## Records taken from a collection
++++++

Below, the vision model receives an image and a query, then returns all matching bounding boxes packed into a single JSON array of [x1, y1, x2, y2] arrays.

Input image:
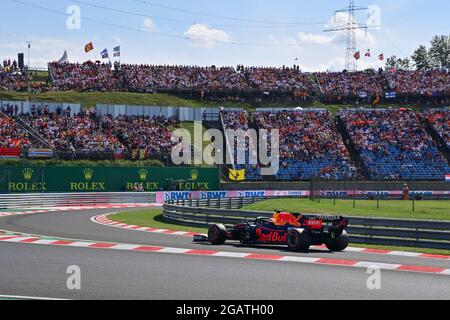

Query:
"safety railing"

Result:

++++++

Reproduce every line of the records above word for word, leaving out the pictures.

## Answer to the exercise
Below, the vision model receives an image and a query, then returns all matching bounding boxes packed into a single JSON array of [x1, y1, x2, y2] arrays.

Input image:

Query:
"safety railing"

Result:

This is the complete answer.